Source text:
This is a great thread.

I've been to both New York and Montreal and absolutely loved both cities. I loved New York for the obvious hustle and bustle, tall buildings, architecture etc... 

I think what you find is that although Montreal is a huge city, the people are extremely friendly, a lot more so than places like New York, London etc.

Being from Liverpool I sadly couldn't speak a word of French and was surprised at how widely it was spoken. Everyone I met was fluent in English though.

I stayed at the Queen Elizabeth Fairmont in downtown Montreal. Absolutely stunning.


----------



## Benonie (Dec 21, 2005)

Thanks for the information and nice comments friends! 

I agree about the friendliness of Montreal (and Canadian) people, but I loved most American people I've met for that also.

Some more pictures of central Montreal:


----------



## Totu (Sep 2, 2005)

Nice Montreal!


----------



## Benonie (Dec 21, 2005)

It sure is! :cheers:


----------



## Johnny Blade (Feb 8, 2009)

Nice shots of Montreal.


----------



## Benonie (Dec 21, 2005)

Stated goal 1: Translate this sentence from the Montreal thread into Spanish: "I stayed at the Queen Elizabeth Fairmont in downtown Montreal."
The Montreal thread and the rows below it have nothing to do with each other.

Supplied material:
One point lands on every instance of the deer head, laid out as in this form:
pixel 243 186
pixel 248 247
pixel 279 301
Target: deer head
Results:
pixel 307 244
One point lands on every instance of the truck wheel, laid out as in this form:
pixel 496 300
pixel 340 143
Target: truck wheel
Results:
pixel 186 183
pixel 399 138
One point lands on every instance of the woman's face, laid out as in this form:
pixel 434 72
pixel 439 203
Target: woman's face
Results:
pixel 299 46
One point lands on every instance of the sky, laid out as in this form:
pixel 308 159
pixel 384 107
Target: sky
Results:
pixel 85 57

Stated goal 2: Update the rows from the line with "One point lands on every instance of the woman's" through the last row, swapping "Results" for "Points" and keeping everything else the same. Return only those lines.

Full output 1: Me alojé en el Queen Elizabeth Fairmont, en el centro de Montreal.

Full output 2:
One point lands on every instance of the woman's face, laid out as in this form:
pixel 434 72
pixel 439 203
Target: woman's face
Points:
pixel 299 46
One point lands on every instance of the sky, laid out as in this form:
pixel 308 159
pixel 384 107
Target: sky
Points:
pixel 85 57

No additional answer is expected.